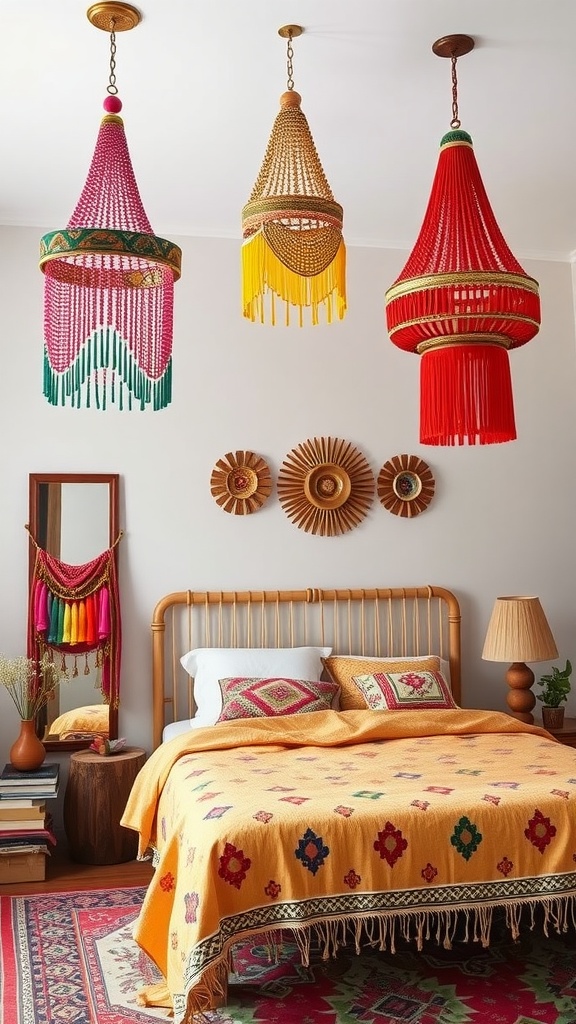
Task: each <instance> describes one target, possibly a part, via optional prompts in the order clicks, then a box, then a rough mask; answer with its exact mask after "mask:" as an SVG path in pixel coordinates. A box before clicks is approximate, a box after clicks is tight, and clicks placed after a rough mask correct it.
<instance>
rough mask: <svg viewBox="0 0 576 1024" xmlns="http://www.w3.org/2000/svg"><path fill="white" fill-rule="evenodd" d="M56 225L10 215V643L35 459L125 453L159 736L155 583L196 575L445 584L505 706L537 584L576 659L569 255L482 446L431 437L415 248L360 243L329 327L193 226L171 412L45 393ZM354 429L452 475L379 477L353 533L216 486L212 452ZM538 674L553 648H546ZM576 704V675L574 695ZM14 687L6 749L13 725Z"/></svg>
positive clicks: (2, 302)
mask: <svg viewBox="0 0 576 1024" xmlns="http://www.w3.org/2000/svg"><path fill="white" fill-rule="evenodd" d="M41 233H42V230H41V229H38V231H35V230H33V229H30V228H0V325H1V352H2V360H3V367H2V385H1V394H2V400H1V402H0V429H1V436H2V444H1V447H0V453H1V455H0V464H1V489H0V522H1V526H2V528H1V530H0V572H1V580H2V585H1V588H0V650H4V651H6V652H8V653H12V654H13V653H22V652H24V651H25V650H26V615H27V578H28V577H27V559H28V537H27V534H26V531H25V529H24V524H25V523H26V522H27V521H28V474H29V472H56V471H68V472H79V471H85V472H118V473H120V474H121V506H122V507H121V523H122V526H123V528H124V530H125V537H124V539H123V541H122V542H121V547H120V584H121V596H122V612H123V672H122V706H121V709H120V731H121V734H122V735H126V736H127V737H128V739H129V741H130V742H132V743H138V744H141V745H143V746H146V748H148V749H150V743H151V710H150V709H151V657H150V651H151V634H150V625H149V624H150V621H151V615H152V610H153V607H154V605H155V603H156V601H157V600H158V599H159V598H160V597H161V596H163V595H164V594H165V593H167V592H169V591H172V590H180V589H186V588H189V587H190V588H192V589H206V588H208V589H218V590H219V589H249V588H252V589H257V588H261V587H269V588H286V587H328V586H343V587H346V586H353V585H356V586H370V585H380V586H402V585H407V586H408V585H416V584H427V583H431V584H438V585H443V586H446V587H449V588H451V589H452V590H454V591H455V592H456V594H457V595H458V597H459V599H460V602H461V607H462V613H463V632H462V636H463V659H464V676H463V688H464V701H465V702H466V703H467V705H468V706H477V707H481V708H489V707H493V708H500V709H503V708H504V707H505V705H504V700H505V684H504V682H503V675H504V671H505V668H506V667H505V666H500V665H493V664H487V663H483V662H482V660H481V651H482V644H483V640H484V632H485V629H486V625H487V622H488V618H489V615H490V611H491V608H492V604H493V601H494V598H495V597H496V596H498V595H501V594H511V593H525V594H537V595H539V597H540V599H541V601H542V604H543V607H544V609H545V611H546V613H547V616H548V620H549V622H550V626H551V629H552V632H553V634H554V636H556V638H557V643H558V646H559V651H560V658H559V660H561V662H563V663H564V658H566V657H567V656H570V657H572V658H573V659H574V662H575V664H576V629H575V625H576V585H575V579H576V550H575V544H574V508H575V507H576V474H575V472H574V454H573V453H574V438H575V433H576V432H575V426H574V395H575V394H576V354H575V344H574V340H575V339H574V314H573V299H572V285H571V269H570V266H569V264H567V263H566V264H563V263H551V262H546V263H544V262H530V263H528V262H526V263H525V266H526V269H527V271H528V272H529V273H531V274H532V275H533V276H535V278H536V279H537V280H538V281H539V282H540V289H541V297H542V318H543V326H542V329H541V331H540V334H539V335H538V336H537V338H536V339H535V340H534V341H532V342H531V343H530V344H528V345H526V346H525V347H524V348H523V349H520V350H519V351H517V352H512V353H511V355H510V364H511V371H512V381H513V388H515V397H516V414H517V426H518V433H519V439H518V440H517V441H516V442H512V443H508V444H503V445H494V446H485V447H463V449H434V447H424V446H422V445H420V444H419V442H418V422H417V418H418V373H419V367H418V357H417V356H415V355H410V354H406V353H403V352H401V351H399V350H397V349H396V348H395V347H394V346H393V345H392V344H390V342H389V341H388V338H387V335H386V331H385V326H384V311H383V295H384V290H385V288H386V287H387V286H388V285H389V284H390V283H392V281H393V280H394V279H395V278H396V275H397V273H398V272H399V271H400V269H401V267H402V266H403V264H404V260H405V255H406V254H403V253H400V252H392V251H385V250H377V249H371V250H369V249H351V250H349V251H348V306H349V309H348V313H347V316H346V318H345V319H344V321H343V322H342V323H339V324H335V325H332V326H331V327H321V328H310V329H301V330H300V329H297V328H295V327H294V328H290V329H285V328H280V327H278V328H275V329H272V328H265V327H261V326H260V325H252V324H249V323H248V322H245V321H244V319H243V318H242V316H241V314H240V311H239V304H240V283H239V259H240V257H239V243H237V242H235V241H228V240H227V241H219V240H199V239H180V240H176V241H179V244H181V246H182V250H183V264H182V268H183V273H182V279H181V281H180V282H179V283H178V284H177V285H176V309H175V339H174V372H173V382H174V383H173V401H172V404H171V406H170V407H169V408H168V409H167V410H165V411H163V412H160V413H148V412H147V413H139V412H134V413H119V412H117V411H116V410H113V409H110V410H109V411H108V412H106V413H99V412H97V411H95V410H81V411H75V410H71V409H53V408H51V407H50V406H48V404H47V402H46V401H45V399H44V398H43V396H42V274H41V272H40V271H39V270H38V268H37V251H38V240H39V237H40V234H41ZM318 435H332V436H339V437H343V438H346V439H348V440H351V441H353V442H354V443H355V444H357V445H358V446H359V447H361V449H362V451H363V452H364V454H365V455H366V457H367V458H368V460H369V462H370V464H371V465H372V467H373V469H374V472H375V474H377V473H378V471H379V468H380V467H381V466H382V465H383V463H384V462H385V461H386V460H387V459H389V458H390V457H392V456H394V455H397V454H401V453H408V454H415V455H419V456H421V457H422V458H423V459H425V461H426V462H428V464H429V466H430V468H431V470H433V472H434V474H435V476H436V480H437V494H436V497H435V499H434V500H433V503H431V504H430V506H429V507H428V509H427V510H426V511H425V512H424V513H423V514H422V515H420V516H419V517H417V518H416V519H414V520H412V521H410V520H405V519H403V518H399V517H396V516H393V515H390V514H389V513H388V512H386V511H385V510H384V509H383V507H382V506H381V505H380V504H379V502H378V501H377V499H376V500H375V502H374V505H373V507H372V510H371V511H370V513H369V515H368V517H367V518H366V519H365V520H364V522H363V523H362V524H361V525H360V526H359V527H358V528H357V529H355V530H353V531H352V532H349V534H347V535H345V536H344V537H342V538H330V539H329V538H320V537H314V536H310V535H307V534H305V532H302V531H301V530H299V529H297V528H296V527H295V526H294V525H293V524H292V523H291V522H290V521H289V520H288V518H287V517H286V516H285V514H284V512H283V509H282V507H281V505H280V504H279V502H278V500H277V499H276V497H274V496H273V497H272V498H271V499H270V500H269V502H268V504H266V505H264V507H263V508H262V509H261V510H260V511H259V512H258V513H257V514H254V515H251V516H245V517H242V516H232V515H230V514H227V513H225V512H223V511H222V510H221V509H220V508H219V507H218V506H217V505H216V504H215V502H214V500H213V499H212V497H211V495H210V487H209V481H210V474H211V471H212V468H213V466H214V463H215V462H216V460H217V459H218V458H220V456H222V455H224V454H225V453H227V452H230V451H232V450H236V449H249V450H253V451H255V452H257V453H259V454H260V455H262V456H263V458H264V459H266V461H268V462H269V464H270V466H271V468H272V470H273V472H274V474H275V475H276V472H277V471H278V469H279V467H280V465H281V463H282V461H283V459H284V457H285V456H286V454H287V453H288V452H289V451H290V450H291V449H292V447H293V446H294V445H296V444H298V443H299V442H300V441H302V440H305V438H306V437H310V436H318ZM533 668H534V669H535V671H536V673H537V674H540V673H541V672H543V671H547V668H548V667H547V666H534V667H533ZM568 712H569V714H573V715H576V690H575V692H573V694H572V696H571V698H570V702H569V705H568ZM16 730H17V721H16V714H15V710H14V709H13V707H12V705H11V702H10V700H9V698H8V697H7V696H6V695H5V693H2V692H0V762H1V761H3V760H6V758H7V753H8V749H9V745H10V743H11V741H12V739H13V738H14V737H15V734H16Z"/></svg>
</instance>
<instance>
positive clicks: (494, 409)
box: [420, 343, 517, 445]
mask: <svg viewBox="0 0 576 1024" xmlns="http://www.w3.org/2000/svg"><path fill="white" fill-rule="evenodd" d="M516 436H517V432H516V423H515V411H513V399H512V386H511V380H510V367H509V360H508V353H507V351H506V349H505V348H502V347H500V346H498V345H482V344H479V343H476V344H474V345H454V346H452V347H444V348H438V349H431V350H430V351H428V352H425V353H424V354H423V355H422V357H421V360H420V442H421V443H422V444H439V445H440V444H466V443H467V444H497V443H499V442H501V441H511V440H515V439H516Z"/></svg>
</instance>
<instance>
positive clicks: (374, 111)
mask: <svg viewBox="0 0 576 1024" xmlns="http://www.w3.org/2000/svg"><path fill="white" fill-rule="evenodd" d="M88 6H89V3H83V2H82V0H0V40H1V43H0V45H1V52H0V88H1V95H2V101H1V104H0V138H1V139H2V150H1V153H2V156H1V163H0V167H1V170H0V223H1V224H4V225H35V226H40V227H42V228H43V229H45V230H51V229H55V228H57V227H65V226H66V224H67V223H68V220H69V218H70V216H71V214H72V211H73V209H74V207H75V205H76V201H77V199H78V197H79V195H80V191H81V188H82V185H83V183H84V180H85V177H86V173H87V170H88V165H89V162H90V159H91V156H92V152H93V148H94V143H95V139H96V134H97V130H98V125H99V120H100V117H101V114H102V108H101V103H102V100H104V98H105V96H106V88H107V85H108V75H109V55H110V50H109V45H110V40H109V37H108V34H107V33H106V32H100V31H98V30H97V29H95V28H93V26H91V25H90V23H89V22H88V18H87V16H86V10H87V8H88ZM135 6H137V7H138V9H139V10H140V12H141V15H142V19H141V22H140V24H139V26H137V28H136V29H134V30H132V31H131V32H123V33H118V34H117V68H116V74H117V83H118V89H119V95H120V97H121V99H122V100H123V111H122V116H123V118H124V123H125V127H126V135H127V139H128V145H129V148H130V154H131V158H132V163H133V166H134V171H135V175H136V180H137V181H138V185H139V189H140V194H141V198H142V201H143V204H145V208H146V210H147V213H148V215H149V218H150V220H151V222H152V225H153V228H154V230H155V231H156V233H158V234H162V236H164V237H167V238H171V237H172V236H174V234H175V236H182V234H196V236H213V237H220V238H238V239H240V238H241V210H242V206H243V205H244V203H245V202H246V201H247V199H248V196H249V194H250V190H251V188H252V184H253V182H254V179H255V177H256V174H257V172H258V169H259V166H260V163H261V160H262V157H263V153H264V148H265V144H266V142H268V138H269V135H270V131H271V129H272V125H273V122H274V119H275V117H276V114H277V113H278V110H279V102H278V99H279V96H280V94H281V93H282V92H283V91H284V89H285V87H286V42H285V40H283V39H281V38H280V36H279V35H278V29H279V28H280V27H281V26H283V25H286V24H289V23H290V24H297V25H301V26H303V28H304V34H303V35H302V36H301V37H300V38H299V39H295V40H294V44H293V46H294V84H295V88H296V89H297V91H298V92H300V93H301V95H302V110H303V112H304V114H305V115H306V117H307V120H308V124H310V127H311V130H312V133H313V136H314V138H315V141H316V145H317V150H318V153H319V156H320V158H321V161H322V163H323V166H324V170H325V172H326V175H327V177H328V180H329V182H330V184H331V186H332V189H333V193H334V196H335V199H336V200H337V201H338V202H339V203H341V204H342V206H343V208H344V237H345V239H346V242H347V244H348V245H354V244H358V245H369V246H385V247H395V248H396V247H400V248H411V246H412V244H413V242H414V240H415V237H416V234H417V231H418V228H419V225H420V222H421V219H422V215H423V212H424V208H425V205H426V201H427V198H428V194H429V188H430V185H431V180H433V177H434V172H435V168H436V164H437V159H438V148H439V143H440V139H441V137H442V135H443V134H444V133H445V132H446V131H447V130H449V127H450V120H451V116H452V113H451V103H452V92H451V79H450V61H449V60H447V59H442V58H440V57H437V56H435V54H434V53H433V51H431V44H433V42H434V41H435V40H436V39H438V38H439V37H441V36H444V35H448V34H451V33H464V34H467V35H470V36H472V37H474V38H475V40H476V46H475V49H474V50H472V51H471V53H469V54H467V55H466V56H463V57H461V58H460V59H459V61H458V66H457V67H458V99H459V113H460V120H461V123H462V128H464V129H465V130H467V131H468V132H469V133H470V134H471V136H472V139H474V142H475V152H476V156H477V160H478V163H479V166H480V169H481V173H482V176H483V179H484V183H485V185H486V188H487V191H488V195H489V197H490V200H491V203H492V206H493V209H494V212H495V214H496V218H497V220H498V222H499V224H500V227H501V228H502V231H503V233H504V236H505V238H506V241H507V242H508V245H509V247H510V248H511V250H512V252H513V253H515V254H516V255H517V256H518V257H519V258H521V259H522V257H523V256H524V257H531V256H533V257H542V258H550V259H567V258H569V257H570V255H571V254H572V253H573V252H574V251H575V250H576V130H575V124H574V122H575V116H574V109H575V106H576V60H575V59H574V47H575V45H576V0H289V2H288V0H244V2H242V3H241V2H240V0H203V2H197V0H141V4H140V3H139V2H136V4H135Z"/></svg>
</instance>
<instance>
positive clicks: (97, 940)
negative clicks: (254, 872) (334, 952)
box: [0, 888, 576, 1024]
mask: <svg viewBox="0 0 576 1024" xmlns="http://www.w3.org/2000/svg"><path fill="white" fill-rule="evenodd" d="M143 892H145V890H143V889H142V888H134V889H122V890H112V891H109V890H98V891H93V892H74V893H54V894H51V895H37V896H14V897H9V896H1V897H0V1022H1V1024H158V1022H159V1021H168V1020H169V1019H170V1018H169V1016H168V1013H167V1011H165V1010H141V1009H139V1008H138V1007H137V1006H136V1002H135V997H134V994H135V991H136V990H137V989H138V988H140V987H141V986H143V985H148V984H151V983H154V982H155V981H157V980H159V979H158V974H157V971H156V969H155V968H154V966H153V965H152V964H151V963H150V961H149V959H148V957H147V956H145V955H143V953H142V952H141V951H140V950H139V949H138V947H137V946H136V945H135V943H134V942H133V940H132V937H131V924H132V922H133V920H134V918H135V915H136V914H137V911H138V907H139V904H140V902H141V899H142V896H143ZM235 971H236V973H237V976H238V977H235V978H234V979H233V980H232V984H231V989H230V1002H229V1006H228V1007H227V1008H225V1010H221V1011H217V1012H214V1013H211V1014H209V1015H207V1018H206V1019H207V1021H209V1022H210V1024H294V1022H295V1021H296V1022H298V1024H467V1022H470V1024H576V946H575V944H574V941H573V940H570V941H569V940H568V939H567V940H564V939H559V938H557V937H554V938H548V939H546V938H545V937H544V936H542V935H539V934H538V935H536V934H534V933H529V934H528V936H527V937H526V938H523V940H522V941H521V942H519V943H511V942H510V941H508V940H507V939H505V938H504V937H503V936H502V937H500V939H499V940H497V941H496V944H495V945H494V946H492V947H491V948H490V949H488V950H482V949H478V948H477V947H474V948H470V947H467V948H464V947H459V948H458V949H454V950H451V951H447V950H438V949H436V948H431V947H430V949H428V950H426V951H425V952H422V953H417V952H414V951H412V950H409V949H405V950H401V951H399V952H397V953H396V954H394V955H390V954H381V953H377V952H369V951H366V952H363V953H362V955H361V956H356V955H353V954H347V953H341V954H340V955H338V957H337V958H336V959H331V961H328V962H322V961H321V959H320V958H318V961H316V962H315V963H314V964H313V965H311V968H310V969H304V968H302V967H301V966H300V963H299V956H298V952H297V949H296V946H295V945H294V944H293V943H292V942H290V939H289V936H287V937H286V940H285V942H284V944H283V947H282V955H281V958H280V961H279V963H277V964H271V963H270V959H269V949H268V947H266V946H265V945H264V944H261V943H259V942H258V941H257V940H254V941H252V942H249V943H245V944H243V945H242V946H240V947H237V949H236V952H235ZM240 979H242V980H241V981H240Z"/></svg>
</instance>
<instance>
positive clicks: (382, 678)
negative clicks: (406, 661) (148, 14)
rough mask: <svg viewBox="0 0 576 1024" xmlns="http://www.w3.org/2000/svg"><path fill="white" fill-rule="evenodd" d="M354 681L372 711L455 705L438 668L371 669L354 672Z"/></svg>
mask: <svg viewBox="0 0 576 1024" xmlns="http://www.w3.org/2000/svg"><path fill="white" fill-rule="evenodd" d="M354 682H355V684H356V686H357V687H358V689H359V691H360V693H361V694H362V696H363V697H364V700H365V707H368V708H371V709H372V710H373V711H404V710H407V709H411V710H423V709H427V710H431V709H435V708H436V709H440V708H443V709H446V708H457V707H458V706H457V703H456V702H455V700H454V697H453V696H452V694H451V692H450V687H449V686H448V683H447V682H446V680H445V679H444V677H443V675H442V673H441V672H428V671H426V670H421V671H420V670H415V669H412V670H411V671H408V672H374V673H370V674H369V675H363V676H355V677H354Z"/></svg>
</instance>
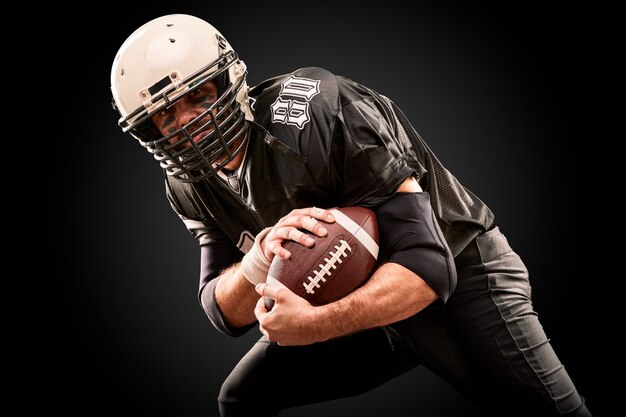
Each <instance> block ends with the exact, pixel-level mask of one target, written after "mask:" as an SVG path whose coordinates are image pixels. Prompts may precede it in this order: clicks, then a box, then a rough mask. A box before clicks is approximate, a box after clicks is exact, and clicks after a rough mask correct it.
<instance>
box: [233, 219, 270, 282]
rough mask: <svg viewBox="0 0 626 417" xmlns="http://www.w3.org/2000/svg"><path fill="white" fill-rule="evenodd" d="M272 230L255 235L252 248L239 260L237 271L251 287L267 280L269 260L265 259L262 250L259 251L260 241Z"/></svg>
mask: <svg viewBox="0 0 626 417" xmlns="http://www.w3.org/2000/svg"><path fill="white" fill-rule="evenodd" d="M270 230H272V228H271V227H268V228H266V229H263V230H261V231H260V232H259V234H258V235H256V238H255V239H254V245H252V248H251V249H250V250H249V251H248V253H246V255H245V256H244V257H243V259H242V260H241V266H240V267H239V269H240V270H241V273H242V274H243V276H244V277H246V279H247V280H248V281H250V283H252V285H256V284H258V283H260V282H265V279H266V278H267V271H269V269H270V264H271V262H270V260H269V259H267V257H266V256H265V254H264V253H263V250H262V249H261V241H262V240H263V239H265V236H267V234H268V233H269V232H270Z"/></svg>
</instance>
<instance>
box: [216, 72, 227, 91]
mask: <svg viewBox="0 0 626 417" xmlns="http://www.w3.org/2000/svg"><path fill="white" fill-rule="evenodd" d="M228 78H229V77H228V72H227V71H225V72H223V73H221V74H219V75H218V76H217V77H215V78H214V81H215V86H216V87H217V95H218V96H220V97H221V96H222V95H223V94H224V92H225V91H226V89H227V88H228V84H229V82H228Z"/></svg>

***

### WHAT TO PRODUCE
Select every line of the records holding the string "target".

### RESPONSE TO THE TASK
Task: each <instance> describes one target, possibly a part, via optional prompts in the order clicks, then a box, then a rough mask; answer with its exact mask after "mask:" as an SVG path in pixel coordinates. A box before clicks is approximate, a box after clicks is tight, and clicks placed after a rough mask correct it.
Each <instance> block ends with the exact, pixel-level mask of one target, written after "mask:" as an SVG path whose coordinates are image pixels. Prompts may precede it in this order: clicks, then a box, then a rough mask. A box before clicks is approximate, a box after clicks is exact, and clicks after a rough mask correct it.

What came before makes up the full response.